Copy out all of the records below, swapping every "Target" for "Label" and leaving all other text as it is.
○ ○ ○ ○ ○
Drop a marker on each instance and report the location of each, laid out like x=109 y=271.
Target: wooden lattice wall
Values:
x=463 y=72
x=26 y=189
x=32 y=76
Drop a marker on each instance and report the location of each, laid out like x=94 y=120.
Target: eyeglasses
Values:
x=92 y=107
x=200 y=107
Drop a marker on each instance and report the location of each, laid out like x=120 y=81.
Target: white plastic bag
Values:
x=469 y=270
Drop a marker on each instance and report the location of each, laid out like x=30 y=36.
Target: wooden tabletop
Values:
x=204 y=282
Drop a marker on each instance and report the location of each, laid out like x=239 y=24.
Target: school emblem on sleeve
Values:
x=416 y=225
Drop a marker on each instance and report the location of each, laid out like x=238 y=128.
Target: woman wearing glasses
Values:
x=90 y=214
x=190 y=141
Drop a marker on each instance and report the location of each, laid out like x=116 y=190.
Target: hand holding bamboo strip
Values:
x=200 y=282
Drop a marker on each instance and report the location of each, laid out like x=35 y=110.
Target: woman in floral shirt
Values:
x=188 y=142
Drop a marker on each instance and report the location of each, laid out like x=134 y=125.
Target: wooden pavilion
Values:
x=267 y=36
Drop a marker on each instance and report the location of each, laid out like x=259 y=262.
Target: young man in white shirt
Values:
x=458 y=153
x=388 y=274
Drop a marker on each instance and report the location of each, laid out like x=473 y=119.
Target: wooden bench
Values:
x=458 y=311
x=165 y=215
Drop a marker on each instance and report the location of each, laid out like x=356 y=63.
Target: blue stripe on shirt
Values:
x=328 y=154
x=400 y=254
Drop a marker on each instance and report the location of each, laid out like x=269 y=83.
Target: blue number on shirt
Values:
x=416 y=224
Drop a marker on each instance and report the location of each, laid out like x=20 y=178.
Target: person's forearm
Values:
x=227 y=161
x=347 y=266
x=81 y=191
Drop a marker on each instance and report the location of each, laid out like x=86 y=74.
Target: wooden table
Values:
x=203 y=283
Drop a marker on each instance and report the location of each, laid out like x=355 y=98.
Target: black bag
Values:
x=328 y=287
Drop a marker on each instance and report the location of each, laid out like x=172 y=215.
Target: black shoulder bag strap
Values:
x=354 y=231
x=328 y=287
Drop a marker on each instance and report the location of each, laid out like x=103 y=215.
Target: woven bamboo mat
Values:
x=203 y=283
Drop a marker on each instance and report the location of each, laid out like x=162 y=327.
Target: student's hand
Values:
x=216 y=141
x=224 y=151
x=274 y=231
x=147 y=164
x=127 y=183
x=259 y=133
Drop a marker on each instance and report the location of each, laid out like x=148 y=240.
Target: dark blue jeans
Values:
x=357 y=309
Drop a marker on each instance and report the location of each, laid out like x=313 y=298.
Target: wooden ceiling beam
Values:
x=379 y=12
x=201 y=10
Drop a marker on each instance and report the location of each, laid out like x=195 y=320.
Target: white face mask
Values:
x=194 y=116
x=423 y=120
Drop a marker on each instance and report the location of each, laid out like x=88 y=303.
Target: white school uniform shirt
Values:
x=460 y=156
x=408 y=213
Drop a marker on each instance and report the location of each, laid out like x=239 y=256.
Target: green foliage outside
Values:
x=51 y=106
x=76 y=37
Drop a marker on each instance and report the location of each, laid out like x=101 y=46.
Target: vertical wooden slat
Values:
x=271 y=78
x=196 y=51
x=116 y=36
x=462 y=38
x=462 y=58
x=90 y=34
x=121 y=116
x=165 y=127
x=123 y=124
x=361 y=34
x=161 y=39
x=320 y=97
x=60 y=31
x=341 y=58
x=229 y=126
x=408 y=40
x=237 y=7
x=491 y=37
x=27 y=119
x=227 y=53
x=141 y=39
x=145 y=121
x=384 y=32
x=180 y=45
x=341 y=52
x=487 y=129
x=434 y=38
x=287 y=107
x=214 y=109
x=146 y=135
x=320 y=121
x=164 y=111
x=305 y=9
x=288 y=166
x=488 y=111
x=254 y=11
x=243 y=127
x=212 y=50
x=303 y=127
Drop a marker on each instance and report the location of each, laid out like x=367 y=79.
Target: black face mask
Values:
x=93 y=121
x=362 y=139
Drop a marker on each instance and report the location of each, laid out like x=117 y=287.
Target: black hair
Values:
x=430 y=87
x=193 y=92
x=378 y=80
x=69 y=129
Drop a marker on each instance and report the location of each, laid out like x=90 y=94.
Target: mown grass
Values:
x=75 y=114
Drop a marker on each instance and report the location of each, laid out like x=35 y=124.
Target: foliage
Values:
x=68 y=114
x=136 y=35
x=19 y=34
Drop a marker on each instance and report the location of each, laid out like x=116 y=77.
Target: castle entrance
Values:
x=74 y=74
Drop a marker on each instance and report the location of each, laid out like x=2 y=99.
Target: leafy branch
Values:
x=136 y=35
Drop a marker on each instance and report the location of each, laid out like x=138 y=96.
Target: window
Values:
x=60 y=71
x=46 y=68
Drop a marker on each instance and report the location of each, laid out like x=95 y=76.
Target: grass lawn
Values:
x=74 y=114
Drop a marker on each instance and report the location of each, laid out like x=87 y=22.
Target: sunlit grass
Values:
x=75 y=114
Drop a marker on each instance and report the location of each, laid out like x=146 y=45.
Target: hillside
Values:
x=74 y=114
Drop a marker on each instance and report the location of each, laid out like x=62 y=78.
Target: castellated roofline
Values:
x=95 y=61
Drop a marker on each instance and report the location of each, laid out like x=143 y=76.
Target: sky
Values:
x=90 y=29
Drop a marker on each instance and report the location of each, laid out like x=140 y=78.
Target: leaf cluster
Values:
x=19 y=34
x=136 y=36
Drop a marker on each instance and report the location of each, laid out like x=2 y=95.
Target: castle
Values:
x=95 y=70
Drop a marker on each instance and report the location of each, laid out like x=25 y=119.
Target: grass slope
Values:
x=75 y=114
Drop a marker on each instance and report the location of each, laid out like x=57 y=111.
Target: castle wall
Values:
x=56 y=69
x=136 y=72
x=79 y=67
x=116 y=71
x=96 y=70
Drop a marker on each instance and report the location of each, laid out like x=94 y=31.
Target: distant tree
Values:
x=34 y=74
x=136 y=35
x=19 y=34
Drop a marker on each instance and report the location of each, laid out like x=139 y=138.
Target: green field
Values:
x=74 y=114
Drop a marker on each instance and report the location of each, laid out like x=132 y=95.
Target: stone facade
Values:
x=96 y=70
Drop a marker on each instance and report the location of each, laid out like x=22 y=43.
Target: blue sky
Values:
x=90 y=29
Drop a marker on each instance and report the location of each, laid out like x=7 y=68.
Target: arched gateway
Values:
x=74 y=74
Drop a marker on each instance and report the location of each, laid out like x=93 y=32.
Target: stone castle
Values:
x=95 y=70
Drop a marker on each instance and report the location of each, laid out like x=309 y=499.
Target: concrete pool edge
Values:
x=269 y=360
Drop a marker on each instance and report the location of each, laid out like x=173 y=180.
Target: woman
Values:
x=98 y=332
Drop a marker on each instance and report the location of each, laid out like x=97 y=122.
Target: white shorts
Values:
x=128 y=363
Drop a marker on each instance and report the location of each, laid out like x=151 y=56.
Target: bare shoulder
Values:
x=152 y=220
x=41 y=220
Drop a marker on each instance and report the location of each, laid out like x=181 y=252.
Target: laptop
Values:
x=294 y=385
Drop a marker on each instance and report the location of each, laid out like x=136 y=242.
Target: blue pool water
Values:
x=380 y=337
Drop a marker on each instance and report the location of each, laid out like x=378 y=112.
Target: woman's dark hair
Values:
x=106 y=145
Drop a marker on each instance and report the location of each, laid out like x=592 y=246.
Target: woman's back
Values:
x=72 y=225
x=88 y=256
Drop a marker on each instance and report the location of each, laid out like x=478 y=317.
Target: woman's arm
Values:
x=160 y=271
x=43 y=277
○ ○ ○ ○ ○
> [Result below]:
Drop a marker on each instance and report the location of each, laid out like x=109 y=271.
Label: wooden lattice wall
Values:
x=463 y=72
x=26 y=189
x=32 y=76
Drop a marker on each instance and report the location of each, laid out like x=94 y=120.
Label: eyeglasses
Values:
x=92 y=107
x=200 y=107
Drop a marker on each instance and report the location of each, laid out like x=120 y=81.
Label: white plastic bag
Values:
x=469 y=270
Drop a marker on each instance and report the location of each, laid out like x=30 y=36.
Label: wooden tabletop
Values:
x=204 y=282
Drop a marker on each instance and report the location of each, laid out like x=239 y=24.
Label: school emblem on sleeve
Values:
x=416 y=225
Drop a marker on each instance and report the location of each, laid out like x=238 y=128.
Label: woman wearing glasses
Values:
x=90 y=214
x=190 y=141
Drop a marker on each instance and report the location of each, laid out like x=116 y=190.
Label: hand holding bamboo strip
Values:
x=200 y=282
Drop a marker on each instance and report the location of each, laid out like x=35 y=110.
Label: woman in floral shirt
Values:
x=188 y=142
Drop a marker on each instance and report the location of each, laid out like x=134 y=125.
Label: wooden pavilion
Values:
x=267 y=36
Drop a marker on each instance and report the location of each, laid out like x=259 y=262.
Label: young man in white shirt
Values:
x=458 y=153
x=388 y=274
Drop a marker on each instance and report the location of each, laid out like x=473 y=119.
Label: wooden bench
Values:
x=458 y=311
x=165 y=215
Drop a marker on each instance and report the location of each, laid out like x=356 y=63.
Label: blue stripe on shirt
Values:
x=328 y=154
x=400 y=254
Drop a marker on each instance and report the location of each, laid out like x=269 y=83.
Label: blue number on shirt
Values:
x=416 y=224
Drop a marker on each instance and report the location of each, laid out like x=20 y=178.
Label: person's forearm
Values:
x=227 y=161
x=347 y=266
x=81 y=191
Drop a marker on each instance and report the location of each, laid out like x=86 y=74.
Label: wooden table
Values:
x=203 y=283
Drop a marker on each instance and report the location of each, laid out like x=355 y=98.
Label: black bag
Values:
x=328 y=287
Drop a marker on each instance and report the location of each, laid out like x=172 y=215.
Label: black shoulder bag strap
Values:
x=354 y=231
x=328 y=287
Drop a marker on each instance and report the location of each, laid out like x=103 y=215.
Label: woven bamboo mat
Values:
x=203 y=283
Drop a marker on each instance and report the location of each, laid out like x=162 y=327.
Label: student's hand
Values:
x=216 y=141
x=224 y=151
x=274 y=231
x=147 y=164
x=127 y=183
x=259 y=133
Drop a marker on each instance and report the location of each, laid out like x=148 y=240.
Label: dark blue jeans
Values:
x=357 y=309
Drop a marker on each instance and report the location of each, laid out like x=313 y=298.
Label: wooden ceiling beam
Values:
x=379 y=12
x=201 y=10
Drop a marker on each instance and report the location of each, laid out like x=195 y=320.
Label: white face mask
Values:
x=194 y=116
x=423 y=120
Drop a marker on each instance and report the location of each, laid out like x=88 y=303.
Label: white school uniform shirt
Values:
x=460 y=156
x=408 y=213
Drop a marker on each instance and report the location of each, laid out like x=239 y=256.
Label: green foliage outside
Values:
x=51 y=106
x=76 y=37
Drop a marker on each instance and report the location of each, laid out like x=101 y=46.
Label: vertical wooden slat
Values:
x=271 y=78
x=196 y=51
x=116 y=36
x=462 y=38
x=462 y=58
x=90 y=34
x=121 y=116
x=165 y=127
x=123 y=124
x=361 y=34
x=161 y=39
x=320 y=97
x=60 y=31
x=341 y=58
x=229 y=126
x=408 y=40
x=237 y=7
x=491 y=37
x=27 y=119
x=227 y=53
x=141 y=39
x=145 y=121
x=384 y=32
x=180 y=45
x=341 y=52
x=487 y=129
x=434 y=38
x=287 y=107
x=214 y=109
x=146 y=135
x=320 y=121
x=164 y=111
x=305 y=9
x=288 y=166
x=488 y=111
x=254 y=11
x=243 y=127
x=212 y=50
x=303 y=127
Drop a marker on each instance and report the location of each, laid out like x=367 y=79.
Label: black face mask
Values:
x=93 y=121
x=362 y=139
Drop a marker on each instance and report the location of each, laid out like x=117 y=287.
Label: black hair
Values:
x=430 y=87
x=193 y=92
x=378 y=80
x=69 y=129
Drop a marker on each instance and report the location of each, laid out like x=90 y=94.
Label: mown grass
Values:
x=75 y=114
Drop a marker on each instance and report the location of each, laid out like x=35 y=124.
Label: foliage
Values:
x=68 y=114
x=136 y=35
x=19 y=34
Drop a marker on each instance and report the location of each, laid out like x=116 y=77.
Label: castle entrance
Values:
x=74 y=74
Drop a marker on each instance and report the location of each, laid out like x=2 y=99.
Label: leafy branch
Values:
x=136 y=35
Drop a marker on each instance and report the location of each, laid out like x=138 y=96.
Label: window
Values:
x=60 y=71
x=46 y=68
Drop a marker on each instance and report the location of each, laid out like x=95 y=76.
Label: grass lawn
Values:
x=74 y=114
Drop a marker on each instance and report the location of each, laid out like x=87 y=22.
Label: sunlit grass
Values:
x=75 y=114
Drop a marker on each instance and report the location of each, laid out like x=146 y=45.
Label: hillside
Values:
x=74 y=114
Drop a marker on each instance and report the location of each, laid out like x=62 y=78.
Label: castellated roofline
Values:
x=95 y=61
Drop a marker on each instance and report the location of each, laid out like x=143 y=76.
Label: sky
Values:
x=90 y=29
Drop a marker on each instance and report the location of each, laid out like x=140 y=78.
Label: leaf cluster
Values:
x=19 y=34
x=136 y=36
Drop a marker on each instance and report the location of each, laid out like x=2 y=95.
Label: castle
Values:
x=95 y=70
Drop a marker on each instance and report the location of each, laid out like x=25 y=119.
Label: grass slope
Values:
x=75 y=114
Drop a marker on each instance and report the location of each, laid out like x=57 y=111.
Label: castle wall
Values:
x=56 y=69
x=136 y=72
x=79 y=67
x=116 y=71
x=96 y=70
Drop a marker on each instance and report the location of each, laid out like x=94 y=31.
Label: distant tree
Values:
x=34 y=74
x=136 y=35
x=19 y=34
Drop a marker on each instance and report the location of each, laid out like x=139 y=138.
Label: green field
Values:
x=74 y=114
Drop a marker on each instance and report the location of each, laid out like x=132 y=95.
Label: stone facade
Values:
x=96 y=70
Drop a marker on each instance and report the location of each, laid out like x=22 y=43.
Label: blue sky
Values:
x=90 y=29
Drop a marker on each instance and report the location of each, laid out like x=7 y=68.
Label: arched gateway
Values:
x=74 y=74
Drop a marker on each instance and report the location of each, laid out like x=93 y=32.
Label: stone castle
Values:
x=95 y=70
Drop a marker on each instance and report the location of each, laid out like x=309 y=499.
Label: concrete pool edge
Values:
x=269 y=360
Drop a marker on each instance and report the location of each, laid out like x=173 y=180.
Label: woman
Values:
x=98 y=332
Drop a marker on each instance and report the location of each, laid out like x=97 y=122.
Label: white shorts
Values:
x=128 y=363
Drop a marker on each instance and report the location of each, laid out like x=151 y=56.
Label: bare shoulder
Values:
x=152 y=220
x=41 y=220
Drop a marker on each instance and report the location of each, laid out like x=181 y=252.
Label: laptop
Values:
x=294 y=385
Drop a marker on each instance and report the location of each, laid out like x=136 y=242.
Label: blue pool water
Values:
x=380 y=337
Drop a marker on each instance and report the location of each, laid out like x=378 y=112.
Label: woman's dark hair
Values:
x=106 y=145
Drop a marker on each instance and report the location of each, laid out like x=592 y=246.
Label: woman's back
Values:
x=72 y=225
x=88 y=256
Drop a marker on each instance and report the location of each, laid out like x=478 y=317.
Label: woman's arm
Values:
x=160 y=271
x=43 y=277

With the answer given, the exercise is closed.